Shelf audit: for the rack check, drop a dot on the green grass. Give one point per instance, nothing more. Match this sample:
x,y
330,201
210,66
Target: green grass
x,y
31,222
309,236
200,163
##########
# TASK GOAL
Please reproduce the material above word for word, keeping every line unchanged.

# RESPONSE TO THIS EXERCISE
Shelf audit: for the rack check, drop a dot on the green grass. Give one point per instance, nothing more. Match this sample:
x,y
330,201
210,66
Target: green grass
x,y
31,222
309,236
200,163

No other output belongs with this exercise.